- _Provided passage_:
====================

= Ivaylo Rusenov =

Bulgarian triple jumper

Ivaylo Rusenov (Cyrillic: Ивайло Русенов; born 9 September 1979) is a retired Bulgarian triple jumper. He was born in Pleven on 09.09 1979. Ivaylo started training at the age of 12, coached by Svetoslav Topuzov. Ivaylo was working hard, his talent in the triple jump was not unnoticed, and soon the results came. He is Balkan record holder in the triple jump with 16.53 m. He competed in the 1998 World Junior Championship, where he placed second with a result of 16.65 m. One year later during the European U23 Championship, he ended on sixth place again with great result of 16.34 m. In 2000 he was sent to represent Bulgaria in the Olympic Games in Sydney. In 2001 during the European U23 Championship in Amsterdam, he placed eighth with a result of 16.12 m.

Ivaylo moved to Plovdiv in 2002, where he was trained by Stoyko Tsonov, triple jumper and coach. Ivaylo competed in the World Championship in Paris 2003, where he placed tenth with a result of 16.66 m. and later the same year he placed fifth in the World Athletics Final in Monaco with a result of 16.70 m. In June he jumped 17.12 m. (personal best) during the European Cup in Valenje. He went to the 2004 Summer Olympic Games in Atina.

====================

- _Dataset content_:
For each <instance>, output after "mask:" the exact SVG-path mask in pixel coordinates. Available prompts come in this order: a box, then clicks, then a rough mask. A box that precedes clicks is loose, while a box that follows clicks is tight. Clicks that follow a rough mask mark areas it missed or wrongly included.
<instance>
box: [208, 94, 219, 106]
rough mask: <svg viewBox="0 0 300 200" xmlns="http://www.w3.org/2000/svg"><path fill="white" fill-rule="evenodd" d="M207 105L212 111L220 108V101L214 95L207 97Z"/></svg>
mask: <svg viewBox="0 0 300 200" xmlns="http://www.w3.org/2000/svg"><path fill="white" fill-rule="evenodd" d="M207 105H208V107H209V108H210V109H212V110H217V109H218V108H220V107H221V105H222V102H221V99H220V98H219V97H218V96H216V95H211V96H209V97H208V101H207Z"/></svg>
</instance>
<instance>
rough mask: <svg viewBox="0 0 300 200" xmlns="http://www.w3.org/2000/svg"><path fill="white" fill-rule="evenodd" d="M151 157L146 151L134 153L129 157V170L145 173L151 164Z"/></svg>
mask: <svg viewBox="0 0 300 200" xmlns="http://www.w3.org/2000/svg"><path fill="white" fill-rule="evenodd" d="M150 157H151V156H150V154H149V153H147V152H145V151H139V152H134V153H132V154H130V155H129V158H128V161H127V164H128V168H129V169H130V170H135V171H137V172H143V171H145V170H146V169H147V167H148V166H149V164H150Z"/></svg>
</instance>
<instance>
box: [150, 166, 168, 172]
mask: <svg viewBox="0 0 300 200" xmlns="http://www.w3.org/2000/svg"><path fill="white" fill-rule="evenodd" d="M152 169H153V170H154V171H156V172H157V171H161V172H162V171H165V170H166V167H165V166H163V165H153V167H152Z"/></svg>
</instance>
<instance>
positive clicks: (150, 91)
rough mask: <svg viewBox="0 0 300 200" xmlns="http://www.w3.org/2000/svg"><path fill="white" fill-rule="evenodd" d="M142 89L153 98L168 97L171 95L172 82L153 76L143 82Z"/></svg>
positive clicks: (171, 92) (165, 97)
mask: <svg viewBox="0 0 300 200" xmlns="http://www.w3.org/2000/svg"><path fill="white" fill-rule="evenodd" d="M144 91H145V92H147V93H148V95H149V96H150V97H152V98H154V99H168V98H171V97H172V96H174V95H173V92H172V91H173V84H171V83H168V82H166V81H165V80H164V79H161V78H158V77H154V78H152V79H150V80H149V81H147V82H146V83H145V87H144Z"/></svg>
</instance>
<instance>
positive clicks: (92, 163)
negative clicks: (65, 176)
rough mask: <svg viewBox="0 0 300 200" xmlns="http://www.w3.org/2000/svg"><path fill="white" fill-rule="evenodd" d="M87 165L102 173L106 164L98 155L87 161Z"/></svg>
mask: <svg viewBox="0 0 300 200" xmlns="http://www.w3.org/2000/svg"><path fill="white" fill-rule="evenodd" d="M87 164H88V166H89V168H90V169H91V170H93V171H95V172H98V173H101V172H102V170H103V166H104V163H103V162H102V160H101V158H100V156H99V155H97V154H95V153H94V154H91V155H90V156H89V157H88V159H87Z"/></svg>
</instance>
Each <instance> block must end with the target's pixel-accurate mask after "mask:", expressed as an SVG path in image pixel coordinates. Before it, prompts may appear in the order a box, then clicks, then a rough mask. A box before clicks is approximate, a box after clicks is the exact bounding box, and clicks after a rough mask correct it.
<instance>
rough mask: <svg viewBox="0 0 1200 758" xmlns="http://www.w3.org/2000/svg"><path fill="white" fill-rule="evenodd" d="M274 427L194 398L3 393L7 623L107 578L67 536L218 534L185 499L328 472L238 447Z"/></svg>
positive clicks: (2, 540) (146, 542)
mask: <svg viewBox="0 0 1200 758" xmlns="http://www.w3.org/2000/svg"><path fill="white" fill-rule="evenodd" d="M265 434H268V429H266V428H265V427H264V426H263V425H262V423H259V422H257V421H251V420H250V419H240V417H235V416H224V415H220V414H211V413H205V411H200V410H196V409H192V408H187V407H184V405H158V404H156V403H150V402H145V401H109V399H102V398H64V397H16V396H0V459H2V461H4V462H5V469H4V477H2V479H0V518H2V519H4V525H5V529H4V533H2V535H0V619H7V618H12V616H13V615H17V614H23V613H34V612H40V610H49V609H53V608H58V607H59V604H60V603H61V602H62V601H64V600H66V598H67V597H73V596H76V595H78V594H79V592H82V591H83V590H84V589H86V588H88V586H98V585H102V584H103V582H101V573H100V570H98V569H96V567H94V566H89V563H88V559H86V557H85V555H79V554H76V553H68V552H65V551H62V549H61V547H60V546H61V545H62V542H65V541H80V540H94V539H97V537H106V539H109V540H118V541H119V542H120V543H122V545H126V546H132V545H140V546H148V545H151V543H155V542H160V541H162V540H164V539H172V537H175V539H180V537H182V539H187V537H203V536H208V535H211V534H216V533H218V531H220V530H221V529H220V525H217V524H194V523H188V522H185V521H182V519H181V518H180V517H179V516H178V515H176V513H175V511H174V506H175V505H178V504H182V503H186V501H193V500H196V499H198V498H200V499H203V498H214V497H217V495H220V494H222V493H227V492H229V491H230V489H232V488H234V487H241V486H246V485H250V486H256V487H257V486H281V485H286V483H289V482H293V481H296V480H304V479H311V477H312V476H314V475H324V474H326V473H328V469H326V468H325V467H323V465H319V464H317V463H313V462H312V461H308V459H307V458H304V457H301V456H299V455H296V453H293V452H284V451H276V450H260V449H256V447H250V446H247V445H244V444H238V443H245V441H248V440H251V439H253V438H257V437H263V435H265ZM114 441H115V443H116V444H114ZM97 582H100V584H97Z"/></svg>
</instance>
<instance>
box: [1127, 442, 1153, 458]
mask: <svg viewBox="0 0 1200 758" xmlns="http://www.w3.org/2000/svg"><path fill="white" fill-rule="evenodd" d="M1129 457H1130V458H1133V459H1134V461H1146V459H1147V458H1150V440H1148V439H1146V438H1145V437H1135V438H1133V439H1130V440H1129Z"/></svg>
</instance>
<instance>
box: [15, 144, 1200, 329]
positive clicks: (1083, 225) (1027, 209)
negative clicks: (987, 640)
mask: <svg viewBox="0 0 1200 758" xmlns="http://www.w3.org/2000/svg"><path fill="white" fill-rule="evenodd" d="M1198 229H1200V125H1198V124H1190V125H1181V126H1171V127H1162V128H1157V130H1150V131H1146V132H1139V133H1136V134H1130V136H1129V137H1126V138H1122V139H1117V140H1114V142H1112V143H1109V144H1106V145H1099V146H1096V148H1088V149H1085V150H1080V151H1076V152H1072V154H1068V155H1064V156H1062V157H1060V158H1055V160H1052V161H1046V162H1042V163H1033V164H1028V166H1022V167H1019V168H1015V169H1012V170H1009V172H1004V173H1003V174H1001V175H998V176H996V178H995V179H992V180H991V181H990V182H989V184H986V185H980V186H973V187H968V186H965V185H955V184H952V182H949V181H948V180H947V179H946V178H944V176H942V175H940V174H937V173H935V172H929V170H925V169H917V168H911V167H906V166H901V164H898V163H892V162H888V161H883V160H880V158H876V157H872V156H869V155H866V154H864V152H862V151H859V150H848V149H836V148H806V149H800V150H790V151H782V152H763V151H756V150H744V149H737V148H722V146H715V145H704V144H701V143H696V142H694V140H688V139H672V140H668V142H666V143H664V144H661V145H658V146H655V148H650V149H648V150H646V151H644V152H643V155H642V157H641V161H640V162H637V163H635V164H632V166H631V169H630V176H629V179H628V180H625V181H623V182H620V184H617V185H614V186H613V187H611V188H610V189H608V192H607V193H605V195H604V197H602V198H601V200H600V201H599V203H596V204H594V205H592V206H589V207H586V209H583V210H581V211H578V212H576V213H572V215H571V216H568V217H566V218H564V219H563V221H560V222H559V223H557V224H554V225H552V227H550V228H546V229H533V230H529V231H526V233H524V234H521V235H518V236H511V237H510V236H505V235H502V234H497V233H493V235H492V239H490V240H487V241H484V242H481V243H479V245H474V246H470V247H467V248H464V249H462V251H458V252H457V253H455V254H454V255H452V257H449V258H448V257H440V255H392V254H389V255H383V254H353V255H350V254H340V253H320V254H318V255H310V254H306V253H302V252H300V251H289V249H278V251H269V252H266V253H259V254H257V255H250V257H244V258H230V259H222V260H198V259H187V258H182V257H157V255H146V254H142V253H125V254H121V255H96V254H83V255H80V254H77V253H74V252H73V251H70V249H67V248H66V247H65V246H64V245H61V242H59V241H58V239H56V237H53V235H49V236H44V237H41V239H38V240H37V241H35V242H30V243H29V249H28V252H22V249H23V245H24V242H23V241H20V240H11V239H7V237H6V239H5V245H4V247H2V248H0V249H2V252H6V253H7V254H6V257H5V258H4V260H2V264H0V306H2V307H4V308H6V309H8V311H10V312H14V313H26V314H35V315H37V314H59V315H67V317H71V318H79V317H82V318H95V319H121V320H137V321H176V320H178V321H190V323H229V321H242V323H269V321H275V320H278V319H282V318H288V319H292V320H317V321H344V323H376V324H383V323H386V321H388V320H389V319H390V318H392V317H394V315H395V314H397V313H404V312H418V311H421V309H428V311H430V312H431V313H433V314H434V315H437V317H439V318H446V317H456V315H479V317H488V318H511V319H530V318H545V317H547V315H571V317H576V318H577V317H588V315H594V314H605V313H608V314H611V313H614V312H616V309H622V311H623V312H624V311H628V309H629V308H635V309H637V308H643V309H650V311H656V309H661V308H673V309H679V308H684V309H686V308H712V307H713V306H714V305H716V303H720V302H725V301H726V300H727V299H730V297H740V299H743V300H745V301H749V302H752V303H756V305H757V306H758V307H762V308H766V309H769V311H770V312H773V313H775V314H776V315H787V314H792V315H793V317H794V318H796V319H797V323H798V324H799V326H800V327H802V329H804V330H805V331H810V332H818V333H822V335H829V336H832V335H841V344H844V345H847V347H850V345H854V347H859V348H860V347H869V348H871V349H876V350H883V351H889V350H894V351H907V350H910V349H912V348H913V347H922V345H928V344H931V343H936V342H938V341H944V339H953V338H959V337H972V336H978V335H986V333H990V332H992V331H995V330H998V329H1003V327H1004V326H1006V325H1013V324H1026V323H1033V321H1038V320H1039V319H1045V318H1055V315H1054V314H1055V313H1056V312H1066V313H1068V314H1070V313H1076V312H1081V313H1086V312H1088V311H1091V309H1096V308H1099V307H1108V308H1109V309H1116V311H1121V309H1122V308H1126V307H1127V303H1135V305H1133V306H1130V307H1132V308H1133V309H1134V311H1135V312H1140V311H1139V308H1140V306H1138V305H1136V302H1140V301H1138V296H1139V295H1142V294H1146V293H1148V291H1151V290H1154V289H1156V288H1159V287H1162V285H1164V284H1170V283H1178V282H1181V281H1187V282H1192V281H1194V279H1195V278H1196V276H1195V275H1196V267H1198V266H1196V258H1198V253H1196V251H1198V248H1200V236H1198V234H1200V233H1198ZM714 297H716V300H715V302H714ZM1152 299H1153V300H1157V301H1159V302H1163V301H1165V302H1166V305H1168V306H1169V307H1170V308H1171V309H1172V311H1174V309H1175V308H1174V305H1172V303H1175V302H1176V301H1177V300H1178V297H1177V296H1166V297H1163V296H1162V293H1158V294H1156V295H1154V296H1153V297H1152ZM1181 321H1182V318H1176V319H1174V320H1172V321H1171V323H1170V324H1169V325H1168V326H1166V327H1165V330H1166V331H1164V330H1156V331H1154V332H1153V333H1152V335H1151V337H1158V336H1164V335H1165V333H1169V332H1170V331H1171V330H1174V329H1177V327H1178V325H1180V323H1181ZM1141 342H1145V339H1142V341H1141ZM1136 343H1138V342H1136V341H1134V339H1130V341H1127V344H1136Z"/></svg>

====================

- _Work order 1_: List every distance in meters that the text on Ivaylo Rusenov gives.
- _Work order 2_: Duplicate the part of the text on Ivaylo Rusenov from "Ivaylo moved to" to "Games in Atina.".

- _Answer area 1_:
- 16.53 m
- 16.65 m
- 16.34 m
- 16.12 m
- 16.66 m
- 16.70 m
- 17.12 m

- _Answer area 2_:
Ivaylo moved to Plovdiv in 2002, where he was trained by Stoyko Tsonov, triple jumper and coach. Ivaylo competed in the World Championship in Paris 2003, where he placed tenth with a result of 16.66 m. and later the same year he placed fifth in the World Athletics Final in Monaco with a result of 16.70 m. In June he jumped 17.12 m. (personal best) during the European Cup in Valenje. He went to the 2004 Summer Olympic Games in Atina.